▶ [GIVEN TEXT]
......

Friday night I took my daughter to an Easter party with all her friends. First off, they scheduled the egg hunt at 6 pm (central time), which only coincided with the start of the evening games. This would be completely and utterly unacceptable in Barney family functions. That hour gap where they showed the news would have been jam packed with activities. This did not make me happy to be there. Though I did realize that sports have completely distorted my view of the real world. Consider these examples:
Some kids are playing ball and one gets their leg rolled on. My first thought, is, “That might be an ACL tear, at least a knee sprain.” The kid bounced right up. 7 year olds do not tear knee ligaments.
We’re playing Monkey in the Middle and the monkey decides to face guard the other guy. What flashed through my mind? “Throw it up where only he can get it and if he gets outworked or outjumped, that’s his fault.” I really need to get out more.
Finally, there was a kid there named Drake. Seeing the results from earlier in the day, I could not look at him without wanting to drop kick him. He conveniently got passes that were under thrown.

......

▶ [DATA LINES]

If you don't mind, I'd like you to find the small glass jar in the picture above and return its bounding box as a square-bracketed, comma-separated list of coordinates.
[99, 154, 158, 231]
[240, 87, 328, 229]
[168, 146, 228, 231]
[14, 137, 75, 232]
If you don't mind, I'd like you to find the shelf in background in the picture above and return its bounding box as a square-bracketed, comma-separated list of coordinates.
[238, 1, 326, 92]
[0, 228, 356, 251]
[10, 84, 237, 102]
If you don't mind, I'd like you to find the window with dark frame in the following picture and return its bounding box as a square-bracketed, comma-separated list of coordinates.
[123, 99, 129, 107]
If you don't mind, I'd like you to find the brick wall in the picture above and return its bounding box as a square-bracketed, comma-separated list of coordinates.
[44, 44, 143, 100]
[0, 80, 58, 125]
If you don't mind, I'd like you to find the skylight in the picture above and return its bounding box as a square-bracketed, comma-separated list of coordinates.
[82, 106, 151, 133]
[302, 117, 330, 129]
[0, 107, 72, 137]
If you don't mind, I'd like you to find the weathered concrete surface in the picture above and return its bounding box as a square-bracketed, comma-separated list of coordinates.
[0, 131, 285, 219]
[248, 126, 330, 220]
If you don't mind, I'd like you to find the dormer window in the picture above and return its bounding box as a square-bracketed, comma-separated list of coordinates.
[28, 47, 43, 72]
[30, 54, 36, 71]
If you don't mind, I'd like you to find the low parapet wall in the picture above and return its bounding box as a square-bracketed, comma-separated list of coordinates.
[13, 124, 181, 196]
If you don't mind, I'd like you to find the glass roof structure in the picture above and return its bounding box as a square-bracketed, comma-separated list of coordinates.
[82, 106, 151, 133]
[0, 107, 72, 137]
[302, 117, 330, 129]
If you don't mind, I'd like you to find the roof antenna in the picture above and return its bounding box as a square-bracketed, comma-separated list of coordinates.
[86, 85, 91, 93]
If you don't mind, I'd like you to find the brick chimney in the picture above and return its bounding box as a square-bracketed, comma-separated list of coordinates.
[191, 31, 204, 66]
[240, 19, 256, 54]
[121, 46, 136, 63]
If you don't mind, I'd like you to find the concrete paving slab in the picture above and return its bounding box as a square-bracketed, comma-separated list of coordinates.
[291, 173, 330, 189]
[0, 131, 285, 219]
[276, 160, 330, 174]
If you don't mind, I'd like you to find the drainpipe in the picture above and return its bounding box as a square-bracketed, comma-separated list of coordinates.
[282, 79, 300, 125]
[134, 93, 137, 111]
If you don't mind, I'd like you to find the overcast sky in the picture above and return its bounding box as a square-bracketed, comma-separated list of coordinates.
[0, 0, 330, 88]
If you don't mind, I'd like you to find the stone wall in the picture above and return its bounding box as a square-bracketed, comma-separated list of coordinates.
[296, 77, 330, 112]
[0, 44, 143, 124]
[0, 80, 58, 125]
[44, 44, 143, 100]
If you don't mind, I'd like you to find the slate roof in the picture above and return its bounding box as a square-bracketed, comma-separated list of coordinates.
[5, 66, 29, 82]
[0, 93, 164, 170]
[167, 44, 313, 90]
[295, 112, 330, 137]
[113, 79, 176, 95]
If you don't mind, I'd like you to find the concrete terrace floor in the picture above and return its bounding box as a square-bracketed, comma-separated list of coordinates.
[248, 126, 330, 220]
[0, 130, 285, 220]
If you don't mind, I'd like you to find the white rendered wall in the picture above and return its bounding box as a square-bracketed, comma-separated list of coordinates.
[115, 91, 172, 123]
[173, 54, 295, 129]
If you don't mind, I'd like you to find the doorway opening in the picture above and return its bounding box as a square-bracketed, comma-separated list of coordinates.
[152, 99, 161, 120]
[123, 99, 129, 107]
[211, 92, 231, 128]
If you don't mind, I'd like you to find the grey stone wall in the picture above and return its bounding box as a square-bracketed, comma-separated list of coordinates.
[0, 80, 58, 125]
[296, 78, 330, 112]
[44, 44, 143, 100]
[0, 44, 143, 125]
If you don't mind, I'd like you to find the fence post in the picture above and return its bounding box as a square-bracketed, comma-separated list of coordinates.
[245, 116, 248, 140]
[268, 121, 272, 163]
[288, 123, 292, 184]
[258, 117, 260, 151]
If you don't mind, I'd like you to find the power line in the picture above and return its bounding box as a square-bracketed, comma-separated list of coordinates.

......

▶ [DIRECTION 1] In the post about the Easter party, why was the writer unhappy with when the egg hunt was scheduled?
▶ [DIRECTION 2] Pull out every row that contains the word "brick".

▶ [CORRECT RESPONSE 1] The egg hunt was set for 6 pm central time, which was when the evening games started. In the writer's family, such a conflict would be unacceptable, and the hour when the news was on would have been filled with activities instead.

▶ [CORRECT RESPONSE 2]
If you don't mind, I'd like you to find the brick wall in the picture above and return its bounding box as a square-bracketed, comma-separated list of coordinates.
If you don't mind, I'd like you to find the brick chimney in the picture above and return its bounding box as a square-bracketed, comma-separated list of coordinates.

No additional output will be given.